▸ **Activity**: Go through the lines below and copy each one that holds the string "this".
··· Source data
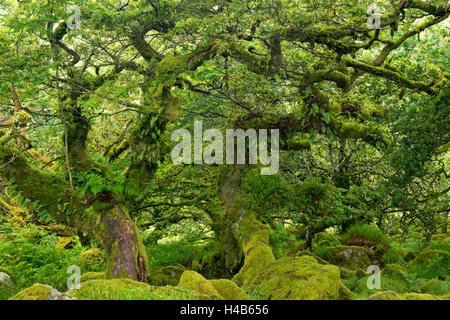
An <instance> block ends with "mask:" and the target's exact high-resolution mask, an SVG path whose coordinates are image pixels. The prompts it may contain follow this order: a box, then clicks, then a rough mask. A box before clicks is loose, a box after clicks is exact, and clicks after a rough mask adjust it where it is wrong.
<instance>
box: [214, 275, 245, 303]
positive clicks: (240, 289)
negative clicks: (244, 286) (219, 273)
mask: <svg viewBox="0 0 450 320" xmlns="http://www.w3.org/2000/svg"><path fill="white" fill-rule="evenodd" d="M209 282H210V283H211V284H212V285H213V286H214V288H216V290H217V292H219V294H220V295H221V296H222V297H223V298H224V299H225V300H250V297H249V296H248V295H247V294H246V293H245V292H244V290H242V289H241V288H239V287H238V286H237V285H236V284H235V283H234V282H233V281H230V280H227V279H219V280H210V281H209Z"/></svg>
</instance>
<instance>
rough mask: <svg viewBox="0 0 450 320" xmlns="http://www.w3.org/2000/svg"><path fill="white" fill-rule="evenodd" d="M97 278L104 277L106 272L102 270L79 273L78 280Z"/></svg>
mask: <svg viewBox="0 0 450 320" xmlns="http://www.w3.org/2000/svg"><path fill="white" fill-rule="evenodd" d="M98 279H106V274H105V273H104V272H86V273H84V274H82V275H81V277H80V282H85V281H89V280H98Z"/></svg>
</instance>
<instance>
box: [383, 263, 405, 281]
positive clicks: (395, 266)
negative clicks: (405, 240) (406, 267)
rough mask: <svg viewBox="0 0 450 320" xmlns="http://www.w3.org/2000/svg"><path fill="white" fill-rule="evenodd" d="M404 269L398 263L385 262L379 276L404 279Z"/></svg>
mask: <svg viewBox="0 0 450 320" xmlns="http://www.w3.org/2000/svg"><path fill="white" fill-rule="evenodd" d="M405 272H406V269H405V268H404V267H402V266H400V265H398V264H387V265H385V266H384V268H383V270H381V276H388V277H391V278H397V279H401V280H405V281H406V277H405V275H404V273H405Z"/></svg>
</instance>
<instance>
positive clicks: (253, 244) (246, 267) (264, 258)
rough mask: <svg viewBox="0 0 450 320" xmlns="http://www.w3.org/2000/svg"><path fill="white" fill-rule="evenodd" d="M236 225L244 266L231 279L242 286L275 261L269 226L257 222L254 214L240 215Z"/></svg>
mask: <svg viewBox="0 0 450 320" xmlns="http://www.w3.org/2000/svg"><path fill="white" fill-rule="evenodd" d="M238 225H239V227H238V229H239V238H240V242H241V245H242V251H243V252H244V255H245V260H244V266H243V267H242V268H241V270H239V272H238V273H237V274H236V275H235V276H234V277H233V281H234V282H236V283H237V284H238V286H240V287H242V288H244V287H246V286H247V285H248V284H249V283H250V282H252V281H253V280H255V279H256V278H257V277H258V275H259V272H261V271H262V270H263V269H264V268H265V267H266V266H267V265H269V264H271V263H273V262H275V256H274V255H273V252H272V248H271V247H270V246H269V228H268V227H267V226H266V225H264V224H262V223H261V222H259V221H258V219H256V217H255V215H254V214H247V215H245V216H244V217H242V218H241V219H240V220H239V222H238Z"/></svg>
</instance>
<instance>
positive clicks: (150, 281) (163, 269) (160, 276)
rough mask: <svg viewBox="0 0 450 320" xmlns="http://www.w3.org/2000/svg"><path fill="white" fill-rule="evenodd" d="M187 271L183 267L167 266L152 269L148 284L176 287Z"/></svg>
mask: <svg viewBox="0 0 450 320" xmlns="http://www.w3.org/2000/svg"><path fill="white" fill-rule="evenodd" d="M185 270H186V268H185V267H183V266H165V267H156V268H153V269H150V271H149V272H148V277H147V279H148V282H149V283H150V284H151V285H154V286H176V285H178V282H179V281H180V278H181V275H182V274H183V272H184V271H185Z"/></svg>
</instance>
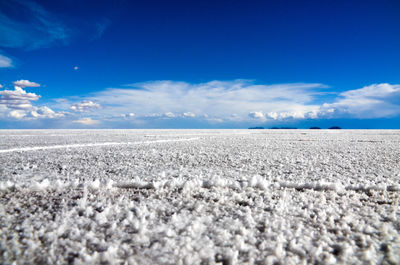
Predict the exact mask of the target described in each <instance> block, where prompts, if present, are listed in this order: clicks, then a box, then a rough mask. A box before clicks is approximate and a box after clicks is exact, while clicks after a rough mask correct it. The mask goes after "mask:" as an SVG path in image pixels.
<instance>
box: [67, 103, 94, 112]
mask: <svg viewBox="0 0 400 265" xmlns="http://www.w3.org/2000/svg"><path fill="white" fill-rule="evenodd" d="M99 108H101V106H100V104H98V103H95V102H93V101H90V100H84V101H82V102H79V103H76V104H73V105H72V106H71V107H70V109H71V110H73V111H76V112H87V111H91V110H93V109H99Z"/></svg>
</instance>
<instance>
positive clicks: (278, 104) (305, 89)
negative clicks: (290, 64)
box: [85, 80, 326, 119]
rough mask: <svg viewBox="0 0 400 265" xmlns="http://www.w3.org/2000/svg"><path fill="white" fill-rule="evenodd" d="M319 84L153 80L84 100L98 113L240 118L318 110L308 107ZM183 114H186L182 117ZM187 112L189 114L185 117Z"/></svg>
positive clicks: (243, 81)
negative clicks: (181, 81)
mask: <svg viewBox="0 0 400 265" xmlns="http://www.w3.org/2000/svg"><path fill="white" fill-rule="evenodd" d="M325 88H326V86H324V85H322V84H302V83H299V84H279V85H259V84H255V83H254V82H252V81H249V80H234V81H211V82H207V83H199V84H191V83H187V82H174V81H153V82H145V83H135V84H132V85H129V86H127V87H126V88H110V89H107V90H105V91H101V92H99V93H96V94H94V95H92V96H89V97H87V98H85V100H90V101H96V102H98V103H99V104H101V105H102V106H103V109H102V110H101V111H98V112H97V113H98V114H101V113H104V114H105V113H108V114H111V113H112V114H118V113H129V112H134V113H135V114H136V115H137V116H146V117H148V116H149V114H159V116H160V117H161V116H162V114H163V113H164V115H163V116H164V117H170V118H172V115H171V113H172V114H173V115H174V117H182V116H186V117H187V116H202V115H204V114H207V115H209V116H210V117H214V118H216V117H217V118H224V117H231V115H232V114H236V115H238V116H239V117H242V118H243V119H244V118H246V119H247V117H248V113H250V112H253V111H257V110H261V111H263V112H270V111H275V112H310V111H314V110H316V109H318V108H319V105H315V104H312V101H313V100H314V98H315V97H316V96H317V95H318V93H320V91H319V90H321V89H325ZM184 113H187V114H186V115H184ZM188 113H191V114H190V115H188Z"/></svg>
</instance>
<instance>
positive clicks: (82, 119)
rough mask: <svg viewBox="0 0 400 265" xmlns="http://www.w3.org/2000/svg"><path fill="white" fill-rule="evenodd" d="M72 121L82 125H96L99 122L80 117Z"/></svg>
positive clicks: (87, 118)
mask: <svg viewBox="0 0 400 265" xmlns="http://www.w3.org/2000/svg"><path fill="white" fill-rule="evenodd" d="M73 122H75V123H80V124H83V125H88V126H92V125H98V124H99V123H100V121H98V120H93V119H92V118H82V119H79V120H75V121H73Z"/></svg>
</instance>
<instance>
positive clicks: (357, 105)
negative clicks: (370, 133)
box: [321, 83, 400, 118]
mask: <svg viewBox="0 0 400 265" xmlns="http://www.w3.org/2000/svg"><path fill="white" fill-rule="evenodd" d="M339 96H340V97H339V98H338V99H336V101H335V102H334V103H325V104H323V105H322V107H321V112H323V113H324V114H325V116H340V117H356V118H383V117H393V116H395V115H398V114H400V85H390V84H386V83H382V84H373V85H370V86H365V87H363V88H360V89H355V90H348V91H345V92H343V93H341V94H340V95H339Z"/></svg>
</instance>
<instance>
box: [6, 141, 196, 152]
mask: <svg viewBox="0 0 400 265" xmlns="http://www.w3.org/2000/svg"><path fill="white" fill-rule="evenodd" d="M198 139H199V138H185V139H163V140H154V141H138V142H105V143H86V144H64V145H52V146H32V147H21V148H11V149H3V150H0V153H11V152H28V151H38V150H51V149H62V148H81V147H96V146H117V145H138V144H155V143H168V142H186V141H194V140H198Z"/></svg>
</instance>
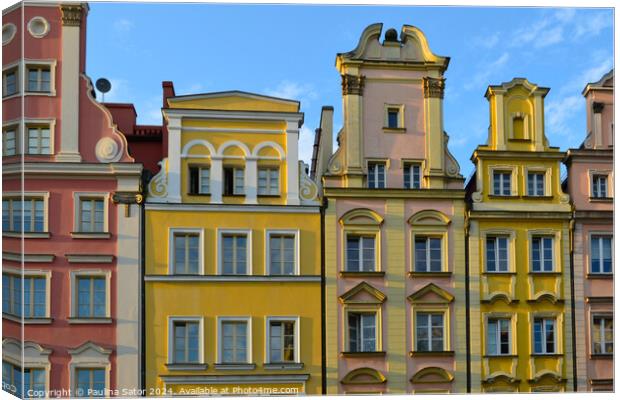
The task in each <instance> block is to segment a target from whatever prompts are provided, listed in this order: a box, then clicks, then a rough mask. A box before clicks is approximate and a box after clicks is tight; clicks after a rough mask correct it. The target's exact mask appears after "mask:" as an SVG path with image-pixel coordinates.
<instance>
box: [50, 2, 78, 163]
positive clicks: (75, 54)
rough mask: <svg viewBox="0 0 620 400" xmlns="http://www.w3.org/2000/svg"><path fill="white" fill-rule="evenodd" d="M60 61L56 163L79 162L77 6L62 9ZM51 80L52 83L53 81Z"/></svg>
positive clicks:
······
▸ **Written response**:
An <instance> block ends with "mask:" and the target's exact high-resolution mask, an SVG path whose coordinates are image pixels. The prompts it may contain follow this order: a box, then clicks, then a rough mask. A box before clicks is loose, a box after clicks is exact, and clicks after a rough mask adjust it where it is wrong.
Predict the exact mask of the target described in each <instance> block, where prompts, if present, are listed in this order: clicks, then a box, then a rough mask. A box before clicks is approximate and a box after clicks is exact, while clicks after a rough mask correct it. The mask goes after "mask:" as an SVG path in image pixels.
The task in each <instance> block is to segment a target from whatever prompts are provided, listed in this order: a box, then clicks, then a rough mask. A box before clicks is approximate and a box after clicks is tight; clicks after a rough mask correct it. The target's exact mask appears after "mask:" as an SVG path with image-pixel coordinates.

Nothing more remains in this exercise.